SOURCE DOCUMENT:
= = = = = = =

- Born: 1992 (age 33–34) Iqaluit
- Education: University of Guelph (BS), University of Prince Edward Island (MS), and University of Manitoba (PhD, current)
- Occupations: Marine mammal health in the Arctic, pathology, and Inuit Qaujimajatuqangit research
- Awards: Weston Family Foundation Award in Northern Research, a prestigious award, presented to scientists at the cutting edge of Arctic research.
- Website: https://www.enooyaqsudlovenick.com/

= Enooyaq Sudlovenick =

Canadian Inuit marine biologist

Enooyaq Sudlovenick (born c. 1992) is an Inuk Canadian marine biologist. She was a recipient of the 2021 Weston Family Awards in Northern Research for her research into the health of marine animals of the Arctic.

== Early life ==

Sudlovenick was born in Iqaluit c. 1992. Her great-grandfather on her mother's side was a German whaler while her other maternal ancestors were North Baffin Inuit in an area ranging from modern-day Pond Inlet to Somerset Island and as far as Taloyoak on the mainland. Her father's ancestors were Inuit from Inukjuaq in Nunavik.

She grew up in Iqaluit and Pond Inlet on Baffin Island, and as a child ventured with her parents into the waters of Nunavut to examine marine life including sea angels, northern krill, and eels.

== Education ==

Sudlovenick worked at a summer student job with the Canadian Wildlife Service on Prince Leopold Island, and was inspired by a pod of narwhals to pursue marine ecology over terrestrial ecology.

Sudlovenick earned a Bachelor of Science in marine and freshwater biology from the University of Guelph. She then earned a Masters of Science in veterinary medicine, pathology and microbiology at the University of Prince Edward Island before returning to Iqaluit. Her thesis was on health in ringed seals collected by Inuit hunters for food, looking for the presence of antibodies of five parasites: trichinella, brucella, leptospira, erysipelas and toxoplasma. She also studied Arctic char and beluga whales.

As of 2021, Sudlovenick has been working on a PhD at the University of Manitoba, and is the president of the ArcticNet Student Association.

== Research ==

Sudlovenick studies marine ecology in the Beaufort Sea, part of the Inuvialuit Settlement Region, and the western Hudson Bay. She uses Western scientific methods including serology and study of contaminants alongside Inuit Qaujimajatuqangit concerning aspects such as whale taste, birth and migration rates, and other traditional knowledge. She has described using both approaches as "just mak[ing] for a better project overall." She has also written about her experiences being an Indigenous scientist. She has been cited in Canadian news outlets including CBC News on topics including Arctic marine animals and climate change detection. She is a member of the Canadian Climate Institute.

== Awards ==

Sudlovenick was a recipient of the 2021 Weston Family Awards in Northern Research, a prestigious award, presented by the Weston Family Foundation, for scientists at the cutting edge of Arctic research.

= = = = = = =

GIVEN INFORMATION:
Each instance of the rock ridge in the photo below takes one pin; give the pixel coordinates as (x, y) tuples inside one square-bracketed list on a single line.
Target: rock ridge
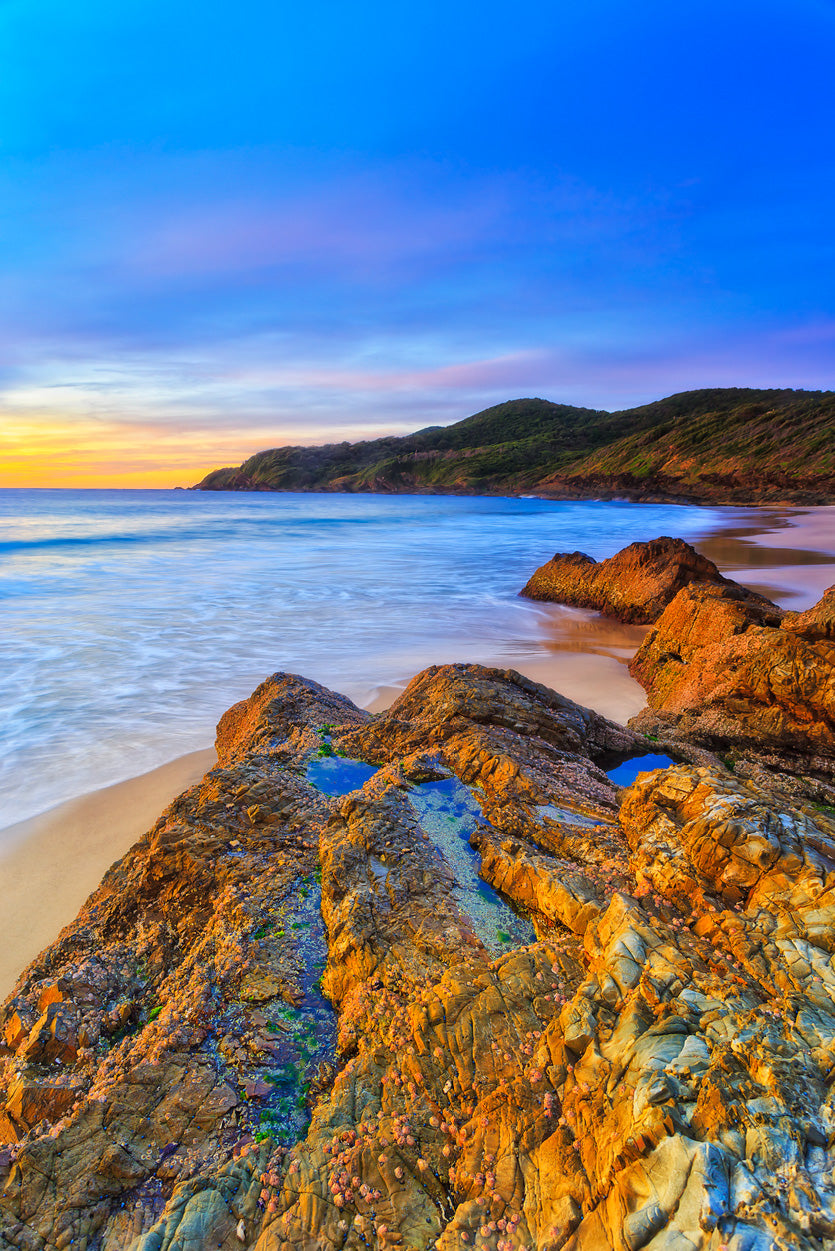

= = = = = = =

AIM OF THE TASK:
Copy out everything in the Enooyaq Sudlovenick article above, from "- Website: https://www.enooyaqsudlovenick.com/" down to "krill, and eels.".

ANSWER TO THE PROBLEM:
- Website: https://www.enooyaqsudlovenick.com/

= Enooyaq Sudlovenick =

Canadian Inuit marine biologist

Enooyaq Sudlovenick (born c. 1992) is an Inuk Canadian marine biologist. She was a recipient of the 2021 Weston Family Awards in Northern Research for her research into the health of marine animals of the Arctic.

== Early life ==

Sudlovenick was born in Iqaluit c. 1992. Her great-grandfather on her mother's side was a German whaler while her other maternal ancestors were North Baffin Inuit in an area ranging from modern-day Pond Inlet to Somerset Island and as far as Taloyoak on the mainland. Her father's ancestors were Inuit from Inukjuaq in Nunavik.

She grew up in Iqaluit and Pond Inlet on Baffin Island, and as a child ventured with her parents into the waters of Nunavut to examine marine life including sea angels, northern krill, and eels.